__ARBEITSAUFTRAG__: Kannst du den Textauszug über die Rechte der Israeliten in Lichtenau im Anschluss an seinen letzten Satz fortsetzen?

__TEXTAUSZUG__:
=-=-=
In den anderen Gemeinden bestand diese Teilhaberschaft nicht. Erst im
Jahre 1872, also 44 Jahre später, waren sie durch Gesetz verpflichtet, auch
den Israeliten den Bürgernutzen zu gewähren. Die Rechtsgrundlage dafür
war der § 4 des Gesetzes vom 4. Okt. 1862: „Bis zum 1. Januar 1872 hängt
es vom Ermessen der Gemeinden ab, ob und unter welchen Voraussetzungen
sie den Israeliten den Bürgergenuß, soweit diese nicht schon jetzt Anteil
haben, zukommen lassen wollen. "

Der Gemeinderat wünschte, sich aus dieser Sache heraushalten zu können
. Das Bezirksamt möge in dieser Angelegenheit entscheiden. Der Gemeinderat
sah die Niederlage auf sich zukommen und versuchte vergebens,
ihr auszuweichen. Wie oben berichtet, hat das Amt dann auch entschieden.

Am 21. Nov. 1849 wurde in einer Gemeindeversammlung in Lichtenau
der oben genannte Bericht mit der Entscheidung des Bezirksamtes vorgelesen
und abgestimmt, ob die Gemeinde gegen diesen amtlichen Entscheid
in die Revision gehen wolle. Da nur 26 Bürger für eine Revision, 160 dagegen
waren, war die Verzichterklärung vom 7.4. 1848 annuliert. „Danach
wird der Gemeinderat den amtlichen Bescheid in Vollzug setzen und die
hiesigen Israeliten wieder in ihre Rechte einsetzen."
=-=-=
__BEIGEFÜGTE AUFLISTUNG__:
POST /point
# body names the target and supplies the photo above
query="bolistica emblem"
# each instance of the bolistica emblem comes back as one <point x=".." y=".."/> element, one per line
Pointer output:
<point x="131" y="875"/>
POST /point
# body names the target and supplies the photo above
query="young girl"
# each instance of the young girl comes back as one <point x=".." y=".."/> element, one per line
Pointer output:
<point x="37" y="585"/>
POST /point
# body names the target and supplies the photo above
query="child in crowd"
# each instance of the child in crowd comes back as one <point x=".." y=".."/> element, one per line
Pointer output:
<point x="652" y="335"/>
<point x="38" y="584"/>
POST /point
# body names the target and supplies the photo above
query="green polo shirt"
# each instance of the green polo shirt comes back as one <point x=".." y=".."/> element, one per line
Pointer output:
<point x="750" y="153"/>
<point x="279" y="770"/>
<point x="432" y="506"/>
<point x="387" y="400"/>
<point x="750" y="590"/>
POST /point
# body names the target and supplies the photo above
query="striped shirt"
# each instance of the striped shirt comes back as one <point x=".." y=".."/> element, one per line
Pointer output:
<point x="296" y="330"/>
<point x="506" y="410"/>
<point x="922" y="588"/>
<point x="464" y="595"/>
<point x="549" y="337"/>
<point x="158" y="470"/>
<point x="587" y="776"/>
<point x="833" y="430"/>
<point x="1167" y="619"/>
=-=-=
__ANTWORT__:
Damit war ein heikles Kapitel der Lichtenauer Ortsgeschichte abgeschlossen
. Wegen der Rolle des Bürgermeisters Stengel als einer Schlüsselfigur
der Vorgänge seien noch einige Überlegungen zu dessen Person
angestellt. Bürgermeister Stengel war ein Mann mit ganz ausgeprägtem eigenen
Willen. Vor seiner Amtszeit (1838-49) war er einige Zeit in den
USA gewesen und hatte sich dort eine gewisse Weltgewandtheit angeeignet
. Wahrscheinlich war er sich bei der ganzen Verzichtsaffäre über die juristische
Fragwürdigkeit der Sache im Klaren. Durch geschicktes Lavieren
verstand er es, seine Führungsrolle beizubehalten und trotzdem einer Entscheidung
auszuweichen. Da er noch 1849 wegen seiner republikanischen
Ansichten sein Amt verlassen musste, wanderte er einige Jahre später resigniert
zum zweiten Mal in die USA aus, wo er auch starb.10

So sind die Lichtenauer Bürger, die ein Stück „der guten, alten Zeit"
wieder restaurieren wollten, an der Restauration gescheitert, während ihre
israelitischen Mitbürger ihren bedrohten Glauben an die Gerechtigkeit wieder
gewannen.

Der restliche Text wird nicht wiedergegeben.